-- Data supplied follows --

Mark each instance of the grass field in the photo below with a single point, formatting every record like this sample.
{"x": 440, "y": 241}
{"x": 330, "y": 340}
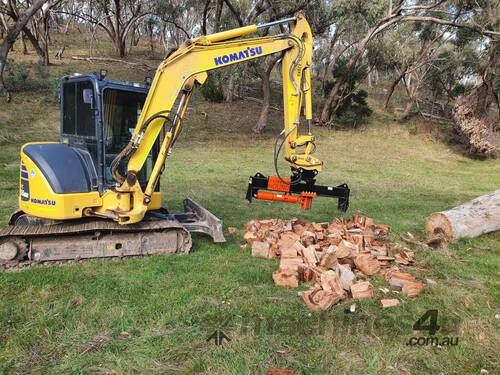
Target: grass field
{"x": 153, "y": 315}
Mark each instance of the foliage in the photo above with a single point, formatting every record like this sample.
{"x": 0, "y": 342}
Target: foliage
{"x": 354, "y": 109}
{"x": 15, "y": 74}
{"x": 212, "y": 90}
{"x": 55, "y": 83}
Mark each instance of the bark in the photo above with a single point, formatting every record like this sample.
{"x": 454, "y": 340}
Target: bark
{"x": 10, "y": 38}
{"x": 398, "y": 79}
{"x": 230, "y": 89}
{"x": 471, "y": 219}
{"x": 470, "y": 111}
{"x": 34, "y": 42}
{"x": 326, "y": 112}
{"x": 23, "y": 44}
{"x": 46, "y": 39}
{"x": 265, "y": 76}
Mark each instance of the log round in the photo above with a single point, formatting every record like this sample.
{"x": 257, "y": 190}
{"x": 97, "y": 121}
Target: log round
{"x": 471, "y": 219}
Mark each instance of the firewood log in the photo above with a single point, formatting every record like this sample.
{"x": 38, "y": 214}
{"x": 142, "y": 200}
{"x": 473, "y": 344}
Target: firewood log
{"x": 471, "y": 219}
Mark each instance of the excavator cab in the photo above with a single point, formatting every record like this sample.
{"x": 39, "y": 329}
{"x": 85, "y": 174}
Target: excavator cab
{"x": 98, "y": 116}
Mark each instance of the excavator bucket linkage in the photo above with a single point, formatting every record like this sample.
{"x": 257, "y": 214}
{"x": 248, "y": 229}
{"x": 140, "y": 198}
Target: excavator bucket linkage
{"x": 294, "y": 191}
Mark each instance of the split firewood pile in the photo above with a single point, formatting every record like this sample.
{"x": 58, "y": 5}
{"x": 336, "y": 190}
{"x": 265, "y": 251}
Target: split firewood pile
{"x": 340, "y": 256}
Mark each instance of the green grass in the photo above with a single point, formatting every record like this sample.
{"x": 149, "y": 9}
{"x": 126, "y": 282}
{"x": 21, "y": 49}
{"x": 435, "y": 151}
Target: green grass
{"x": 70, "y": 319}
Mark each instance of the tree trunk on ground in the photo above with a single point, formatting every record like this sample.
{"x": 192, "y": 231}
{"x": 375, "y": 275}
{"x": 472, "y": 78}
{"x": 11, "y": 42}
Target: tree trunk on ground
{"x": 471, "y": 219}
{"x": 393, "y": 87}
{"x": 10, "y": 38}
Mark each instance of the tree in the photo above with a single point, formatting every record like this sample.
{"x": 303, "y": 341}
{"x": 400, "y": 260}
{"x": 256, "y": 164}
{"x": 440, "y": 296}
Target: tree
{"x": 11, "y": 36}
{"x": 375, "y": 17}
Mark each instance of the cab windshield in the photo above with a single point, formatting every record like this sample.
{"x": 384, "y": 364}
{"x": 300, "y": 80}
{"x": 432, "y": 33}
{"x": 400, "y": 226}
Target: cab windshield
{"x": 121, "y": 111}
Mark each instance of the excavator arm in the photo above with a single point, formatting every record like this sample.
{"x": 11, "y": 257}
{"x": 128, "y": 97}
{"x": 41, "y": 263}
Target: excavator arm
{"x": 174, "y": 81}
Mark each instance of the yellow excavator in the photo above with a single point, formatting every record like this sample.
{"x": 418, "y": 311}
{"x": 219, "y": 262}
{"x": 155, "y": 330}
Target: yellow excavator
{"x": 96, "y": 193}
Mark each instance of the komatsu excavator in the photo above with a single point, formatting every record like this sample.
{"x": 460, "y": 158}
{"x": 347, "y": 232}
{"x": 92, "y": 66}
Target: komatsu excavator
{"x": 96, "y": 193}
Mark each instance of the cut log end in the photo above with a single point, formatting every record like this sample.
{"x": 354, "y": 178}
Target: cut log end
{"x": 438, "y": 225}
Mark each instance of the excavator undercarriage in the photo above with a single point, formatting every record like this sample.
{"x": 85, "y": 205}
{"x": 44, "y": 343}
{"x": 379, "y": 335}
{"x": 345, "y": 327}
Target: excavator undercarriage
{"x": 30, "y": 240}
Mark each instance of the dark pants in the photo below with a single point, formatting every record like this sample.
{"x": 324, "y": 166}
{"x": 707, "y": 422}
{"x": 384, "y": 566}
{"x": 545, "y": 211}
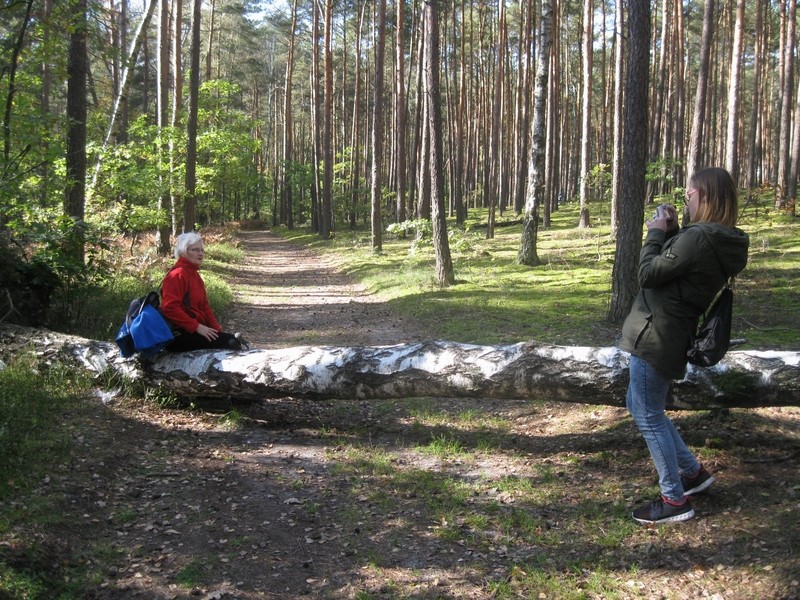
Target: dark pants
{"x": 184, "y": 342}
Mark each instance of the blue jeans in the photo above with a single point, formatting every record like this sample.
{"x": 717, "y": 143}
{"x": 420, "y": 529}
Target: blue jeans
{"x": 646, "y": 400}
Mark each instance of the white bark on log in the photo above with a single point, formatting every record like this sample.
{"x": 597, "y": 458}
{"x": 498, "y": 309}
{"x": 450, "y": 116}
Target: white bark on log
{"x": 434, "y": 369}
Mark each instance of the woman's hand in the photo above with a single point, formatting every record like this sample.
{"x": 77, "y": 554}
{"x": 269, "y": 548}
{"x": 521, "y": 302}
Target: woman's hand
{"x": 207, "y": 332}
{"x": 666, "y": 218}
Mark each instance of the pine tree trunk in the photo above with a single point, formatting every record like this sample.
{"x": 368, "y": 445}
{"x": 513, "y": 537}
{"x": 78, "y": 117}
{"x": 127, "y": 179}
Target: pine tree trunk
{"x": 433, "y": 108}
{"x": 629, "y": 235}
{"x": 376, "y": 184}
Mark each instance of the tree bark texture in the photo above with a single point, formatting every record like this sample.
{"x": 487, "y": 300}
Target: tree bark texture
{"x": 438, "y": 369}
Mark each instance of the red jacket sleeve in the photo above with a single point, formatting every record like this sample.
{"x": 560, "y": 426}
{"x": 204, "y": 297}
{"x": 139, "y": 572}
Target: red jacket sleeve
{"x": 173, "y": 291}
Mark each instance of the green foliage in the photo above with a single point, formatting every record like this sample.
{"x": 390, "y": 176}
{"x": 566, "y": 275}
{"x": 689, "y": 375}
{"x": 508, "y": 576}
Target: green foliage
{"x": 32, "y": 396}
{"x": 599, "y": 179}
{"x": 565, "y": 300}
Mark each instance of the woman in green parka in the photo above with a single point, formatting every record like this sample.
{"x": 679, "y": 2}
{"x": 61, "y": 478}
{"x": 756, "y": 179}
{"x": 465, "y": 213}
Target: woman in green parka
{"x": 680, "y": 273}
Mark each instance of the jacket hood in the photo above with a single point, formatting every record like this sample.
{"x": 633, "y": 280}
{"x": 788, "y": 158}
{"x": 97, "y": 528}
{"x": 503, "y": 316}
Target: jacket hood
{"x": 729, "y": 244}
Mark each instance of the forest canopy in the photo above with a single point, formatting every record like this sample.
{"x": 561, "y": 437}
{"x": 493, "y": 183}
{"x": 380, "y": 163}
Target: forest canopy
{"x": 161, "y": 116}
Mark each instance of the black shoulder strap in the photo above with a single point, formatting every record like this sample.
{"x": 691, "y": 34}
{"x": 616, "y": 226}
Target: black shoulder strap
{"x": 186, "y": 302}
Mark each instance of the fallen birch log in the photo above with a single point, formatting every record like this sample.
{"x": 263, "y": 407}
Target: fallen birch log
{"x": 434, "y": 369}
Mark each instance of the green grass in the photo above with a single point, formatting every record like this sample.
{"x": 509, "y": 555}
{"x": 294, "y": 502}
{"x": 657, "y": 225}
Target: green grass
{"x": 566, "y": 299}
{"x": 35, "y": 396}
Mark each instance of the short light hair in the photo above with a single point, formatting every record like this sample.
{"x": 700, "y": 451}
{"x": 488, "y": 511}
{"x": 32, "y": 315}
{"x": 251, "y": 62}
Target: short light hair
{"x": 719, "y": 195}
{"x": 184, "y": 240}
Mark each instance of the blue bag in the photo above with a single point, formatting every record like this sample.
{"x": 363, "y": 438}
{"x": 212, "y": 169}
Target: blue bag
{"x": 125, "y": 341}
{"x": 145, "y": 329}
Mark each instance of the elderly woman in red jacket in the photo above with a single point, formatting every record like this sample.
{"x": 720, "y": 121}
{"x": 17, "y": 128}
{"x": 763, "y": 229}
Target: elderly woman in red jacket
{"x": 185, "y": 304}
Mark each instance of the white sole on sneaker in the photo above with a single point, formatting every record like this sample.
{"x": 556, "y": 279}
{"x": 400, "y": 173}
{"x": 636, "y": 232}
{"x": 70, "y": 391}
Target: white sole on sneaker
{"x": 700, "y": 487}
{"x": 673, "y": 519}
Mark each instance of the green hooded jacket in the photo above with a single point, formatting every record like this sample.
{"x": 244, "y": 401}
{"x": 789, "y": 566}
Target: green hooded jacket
{"x": 679, "y": 276}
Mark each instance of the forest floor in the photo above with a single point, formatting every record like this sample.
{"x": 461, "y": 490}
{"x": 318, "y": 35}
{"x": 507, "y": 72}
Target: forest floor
{"x": 345, "y": 499}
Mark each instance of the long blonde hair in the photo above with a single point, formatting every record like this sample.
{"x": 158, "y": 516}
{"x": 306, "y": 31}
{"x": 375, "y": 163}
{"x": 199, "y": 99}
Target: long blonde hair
{"x": 719, "y": 200}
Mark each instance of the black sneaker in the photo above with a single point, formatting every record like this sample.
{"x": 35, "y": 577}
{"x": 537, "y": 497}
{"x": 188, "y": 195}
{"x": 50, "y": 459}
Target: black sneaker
{"x": 242, "y": 342}
{"x": 697, "y": 484}
{"x": 659, "y": 511}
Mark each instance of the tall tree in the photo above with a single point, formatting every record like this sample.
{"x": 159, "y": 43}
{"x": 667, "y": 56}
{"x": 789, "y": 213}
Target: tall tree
{"x": 787, "y": 87}
{"x": 400, "y": 113}
{"x": 327, "y": 127}
{"x": 734, "y": 87}
{"x": 122, "y": 94}
{"x": 164, "y": 205}
{"x": 433, "y": 107}
{"x": 616, "y": 161}
{"x": 701, "y": 93}
{"x": 355, "y": 162}
{"x": 376, "y": 184}
{"x": 535, "y": 195}
{"x": 493, "y": 172}
{"x": 177, "y": 109}
{"x": 190, "y": 200}
{"x": 521, "y": 116}
{"x": 12, "y": 77}
{"x": 586, "y": 108}
{"x": 288, "y": 128}
{"x": 624, "y": 284}
{"x": 77, "y": 70}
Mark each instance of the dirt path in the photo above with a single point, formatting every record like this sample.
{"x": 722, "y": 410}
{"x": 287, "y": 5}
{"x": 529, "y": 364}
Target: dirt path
{"x": 346, "y": 499}
{"x": 287, "y": 295}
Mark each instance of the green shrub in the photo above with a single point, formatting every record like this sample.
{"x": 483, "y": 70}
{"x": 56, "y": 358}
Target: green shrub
{"x": 32, "y": 396}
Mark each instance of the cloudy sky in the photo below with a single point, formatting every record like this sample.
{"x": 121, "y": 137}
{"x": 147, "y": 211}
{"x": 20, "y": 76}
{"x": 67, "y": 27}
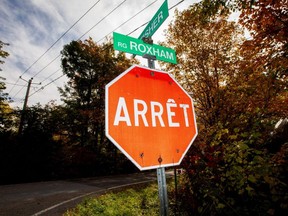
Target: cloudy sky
{"x": 37, "y": 30}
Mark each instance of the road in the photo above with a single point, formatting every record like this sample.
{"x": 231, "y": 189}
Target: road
{"x": 55, "y": 197}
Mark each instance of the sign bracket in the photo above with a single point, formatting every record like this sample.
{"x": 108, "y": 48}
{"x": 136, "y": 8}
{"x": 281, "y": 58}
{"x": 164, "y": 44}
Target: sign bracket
{"x": 161, "y": 176}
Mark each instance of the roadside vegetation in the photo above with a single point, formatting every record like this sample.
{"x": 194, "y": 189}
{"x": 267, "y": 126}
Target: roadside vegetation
{"x": 237, "y": 74}
{"x": 140, "y": 200}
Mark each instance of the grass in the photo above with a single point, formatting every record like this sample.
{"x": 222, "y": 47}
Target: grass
{"x": 139, "y": 200}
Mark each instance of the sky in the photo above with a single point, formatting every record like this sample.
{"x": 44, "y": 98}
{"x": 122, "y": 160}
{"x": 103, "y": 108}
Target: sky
{"x": 37, "y": 30}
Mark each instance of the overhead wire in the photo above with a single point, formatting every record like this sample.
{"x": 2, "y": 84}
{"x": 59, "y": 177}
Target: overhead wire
{"x": 98, "y": 40}
{"x": 79, "y": 39}
{"x": 55, "y": 43}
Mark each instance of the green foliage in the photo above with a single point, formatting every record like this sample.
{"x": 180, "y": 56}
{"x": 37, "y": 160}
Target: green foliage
{"x": 137, "y": 201}
{"x": 236, "y": 166}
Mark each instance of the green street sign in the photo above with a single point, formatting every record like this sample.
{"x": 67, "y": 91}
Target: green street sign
{"x": 156, "y": 21}
{"x": 136, "y": 46}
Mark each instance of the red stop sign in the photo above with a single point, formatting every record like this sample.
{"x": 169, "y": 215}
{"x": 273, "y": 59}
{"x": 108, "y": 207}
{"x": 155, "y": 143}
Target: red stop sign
{"x": 149, "y": 117}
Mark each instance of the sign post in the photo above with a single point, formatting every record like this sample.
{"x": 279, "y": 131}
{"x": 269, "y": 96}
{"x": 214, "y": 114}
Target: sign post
{"x": 161, "y": 176}
{"x": 148, "y": 115}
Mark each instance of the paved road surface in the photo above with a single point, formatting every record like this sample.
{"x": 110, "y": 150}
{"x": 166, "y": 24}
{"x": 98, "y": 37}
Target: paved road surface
{"x": 55, "y": 197}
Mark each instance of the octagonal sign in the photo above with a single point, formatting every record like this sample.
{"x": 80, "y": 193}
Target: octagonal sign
{"x": 149, "y": 117}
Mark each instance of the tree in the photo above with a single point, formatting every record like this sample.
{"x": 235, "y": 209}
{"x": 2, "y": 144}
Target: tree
{"x": 229, "y": 166}
{"x": 89, "y": 67}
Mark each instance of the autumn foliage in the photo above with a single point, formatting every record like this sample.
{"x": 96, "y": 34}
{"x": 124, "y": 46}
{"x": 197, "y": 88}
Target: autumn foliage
{"x": 238, "y": 163}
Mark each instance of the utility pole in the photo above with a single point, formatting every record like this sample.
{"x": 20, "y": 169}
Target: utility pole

-- Data supplied concluded --

** Task to complete **
Give again, exactly as written above, each line from the one that has "Target: green hooded jacket" to the one that has "Mark each instance of the road in", both included; omit the pictures.

** Solution for this task **
Target: green hooded jacket
{"x": 679, "y": 276}
Mark each instance of the forest floor in the photo above with a single point, formatting every record like this sample.
{"x": 461, "y": 490}
{"x": 318, "y": 35}
{"x": 507, "y": 72}
Target: forest floor
{"x": 345, "y": 499}
Mark each instance of the long blonde hair in the photo above with a single point, formatting every record like this sample.
{"x": 158, "y": 516}
{"x": 306, "y": 31}
{"x": 375, "y": 163}
{"x": 199, "y": 99}
Target: long blonde hair
{"x": 719, "y": 200}
Mark each instance of the black sneaker in the photo above with a single point, formatting every record like this sample.
{"x": 35, "y": 577}
{"x": 537, "y": 497}
{"x": 188, "y": 195}
{"x": 50, "y": 459}
Target: black sneaker
{"x": 242, "y": 342}
{"x": 697, "y": 484}
{"x": 659, "y": 511}
Mark each instance of the tall tree in the photo above with a single point, formatting every record like this sample.
{"x": 159, "y": 43}
{"x": 667, "y": 56}
{"x": 789, "y": 213}
Target: tall tree
{"x": 787, "y": 87}
{"x": 400, "y": 113}
{"x": 327, "y": 127}
{"x": 734, "y": 87}
{"x": 122, "y": 94}
{"x": 164, "y": 205}
{"x": 433, "y": 107}
{"x": 616, "y": 161}
{"x": 701, "y": 93}
{"x": 355, "y": 162}
{"x": 376, "y": 184}
{"x": 535, "y": 195}
{"x": 493, "y": 172}
{"x": 177, "y": 109}
{"x": 190, "y": 200}
{"x": 521, "y": 116}
{"x": 12, "y": 77}
{"x": 586, "y": 108}
{"x": 288, "y": 128}
{"x": 624, "y": 284}
{"x": 77, "y": 70}
Mark each instance of the dirt path in the photo above with a single point, formatting every record like this sample.
{"x": 722, "y": 410}
{"x": 287, "y": 5}
{"x": 529, "y": 364}
Target: dirt path
{"x": 346, "y": 499}
{"x": 287, "y": 295}
Mark each instance of the green shrub in the photo above with a single point, formatting every record like this sample.
{"x": 483, "y": 70}
{"x": 56, "y": 358}
Target: green shrub
{"x": 32, "y": 396}
Mark each instance of the cloudy sky in the photo below with a single point, formatting every record like this sample.
{"x": 121, "y": 137}
{"x": 147, "y": 211}
{"x": 20, "y": 76}
{"x": 67, "y": 27}
Target: cloudy sky
{"x": 37, "y": 30}
Mark each instance of the road in the photo above with a single point, formatting every record like this sample.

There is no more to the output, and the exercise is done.